INSTRUCTIONS TO FOLLOW: Gather each line in the rows below that contains the string "ceiling", and copy every such line in full.

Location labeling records

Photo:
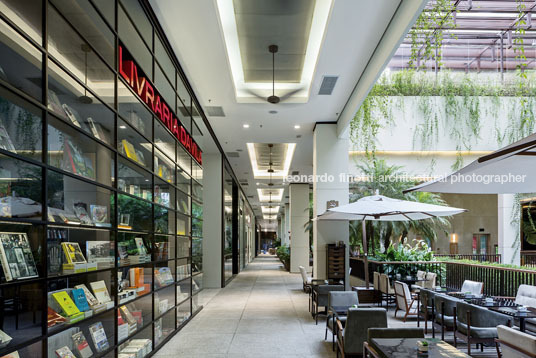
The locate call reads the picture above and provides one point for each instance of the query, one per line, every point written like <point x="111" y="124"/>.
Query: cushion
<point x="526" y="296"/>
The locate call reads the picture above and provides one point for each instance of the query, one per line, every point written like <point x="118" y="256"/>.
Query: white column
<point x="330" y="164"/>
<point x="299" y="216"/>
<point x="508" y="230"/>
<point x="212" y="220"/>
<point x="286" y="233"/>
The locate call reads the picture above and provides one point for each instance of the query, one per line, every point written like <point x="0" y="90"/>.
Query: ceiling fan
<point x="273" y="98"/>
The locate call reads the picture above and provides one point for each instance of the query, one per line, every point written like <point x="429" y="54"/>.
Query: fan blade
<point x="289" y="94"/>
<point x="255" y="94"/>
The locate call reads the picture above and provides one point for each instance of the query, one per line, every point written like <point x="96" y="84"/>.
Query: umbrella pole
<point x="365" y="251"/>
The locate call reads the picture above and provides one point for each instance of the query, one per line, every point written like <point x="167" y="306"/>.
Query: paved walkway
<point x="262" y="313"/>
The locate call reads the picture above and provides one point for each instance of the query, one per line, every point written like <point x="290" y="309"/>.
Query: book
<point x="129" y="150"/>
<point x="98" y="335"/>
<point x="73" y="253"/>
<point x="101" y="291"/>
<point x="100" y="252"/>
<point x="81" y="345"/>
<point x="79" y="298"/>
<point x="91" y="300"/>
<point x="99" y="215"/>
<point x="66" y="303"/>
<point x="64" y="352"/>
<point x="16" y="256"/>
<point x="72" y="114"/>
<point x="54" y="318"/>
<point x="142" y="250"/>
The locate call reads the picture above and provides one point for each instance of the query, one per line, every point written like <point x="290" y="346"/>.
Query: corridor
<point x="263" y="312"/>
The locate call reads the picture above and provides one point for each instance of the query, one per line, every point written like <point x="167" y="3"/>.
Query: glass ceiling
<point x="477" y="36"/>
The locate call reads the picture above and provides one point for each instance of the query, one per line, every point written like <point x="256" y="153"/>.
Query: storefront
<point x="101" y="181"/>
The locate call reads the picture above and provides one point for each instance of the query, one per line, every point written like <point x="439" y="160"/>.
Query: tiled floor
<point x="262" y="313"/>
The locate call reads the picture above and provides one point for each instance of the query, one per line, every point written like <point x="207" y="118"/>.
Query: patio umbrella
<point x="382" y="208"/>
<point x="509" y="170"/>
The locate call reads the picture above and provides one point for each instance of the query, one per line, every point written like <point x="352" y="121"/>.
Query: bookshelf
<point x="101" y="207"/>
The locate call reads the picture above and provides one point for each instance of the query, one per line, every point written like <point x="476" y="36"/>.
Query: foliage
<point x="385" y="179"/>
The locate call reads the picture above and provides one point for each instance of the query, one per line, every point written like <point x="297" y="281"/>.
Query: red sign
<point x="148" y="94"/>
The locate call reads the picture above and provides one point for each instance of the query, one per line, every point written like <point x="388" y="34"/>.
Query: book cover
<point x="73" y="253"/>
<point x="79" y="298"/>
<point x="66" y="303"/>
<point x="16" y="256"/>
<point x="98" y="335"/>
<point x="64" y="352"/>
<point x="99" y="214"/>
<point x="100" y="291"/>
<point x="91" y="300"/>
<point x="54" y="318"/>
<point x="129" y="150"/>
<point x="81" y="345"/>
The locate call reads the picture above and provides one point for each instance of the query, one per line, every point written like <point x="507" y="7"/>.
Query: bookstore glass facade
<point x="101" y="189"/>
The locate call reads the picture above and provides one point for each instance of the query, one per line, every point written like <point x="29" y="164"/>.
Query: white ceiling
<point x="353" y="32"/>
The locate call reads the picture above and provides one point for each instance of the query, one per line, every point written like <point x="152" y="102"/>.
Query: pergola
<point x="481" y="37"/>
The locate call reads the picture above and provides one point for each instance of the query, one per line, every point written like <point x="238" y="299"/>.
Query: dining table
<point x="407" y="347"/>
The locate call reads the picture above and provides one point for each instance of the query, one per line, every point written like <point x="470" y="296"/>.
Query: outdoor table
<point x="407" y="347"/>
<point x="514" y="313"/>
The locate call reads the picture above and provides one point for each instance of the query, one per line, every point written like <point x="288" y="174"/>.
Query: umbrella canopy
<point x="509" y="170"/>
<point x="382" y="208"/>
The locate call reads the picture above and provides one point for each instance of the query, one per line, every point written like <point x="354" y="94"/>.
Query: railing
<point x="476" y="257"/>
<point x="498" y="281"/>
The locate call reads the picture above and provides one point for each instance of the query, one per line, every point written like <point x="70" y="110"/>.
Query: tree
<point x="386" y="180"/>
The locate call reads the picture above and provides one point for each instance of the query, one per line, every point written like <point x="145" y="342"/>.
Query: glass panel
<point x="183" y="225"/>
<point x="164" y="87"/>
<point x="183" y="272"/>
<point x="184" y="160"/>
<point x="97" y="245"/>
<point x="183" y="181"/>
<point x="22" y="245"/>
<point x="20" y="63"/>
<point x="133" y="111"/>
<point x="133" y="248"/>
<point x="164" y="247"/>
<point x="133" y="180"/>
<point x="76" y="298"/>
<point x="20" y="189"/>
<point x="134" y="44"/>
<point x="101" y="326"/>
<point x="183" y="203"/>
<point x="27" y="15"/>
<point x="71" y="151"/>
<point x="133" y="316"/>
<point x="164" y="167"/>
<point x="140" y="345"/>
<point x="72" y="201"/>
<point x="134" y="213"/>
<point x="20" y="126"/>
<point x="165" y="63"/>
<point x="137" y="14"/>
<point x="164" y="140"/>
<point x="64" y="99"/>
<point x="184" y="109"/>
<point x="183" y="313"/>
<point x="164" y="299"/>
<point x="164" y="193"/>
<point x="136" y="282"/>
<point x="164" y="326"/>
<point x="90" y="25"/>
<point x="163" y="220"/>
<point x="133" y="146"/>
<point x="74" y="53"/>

COMPLETE OUTPUT:
Query: ceiling fan
Query: glass ceiling
Query: white ceiling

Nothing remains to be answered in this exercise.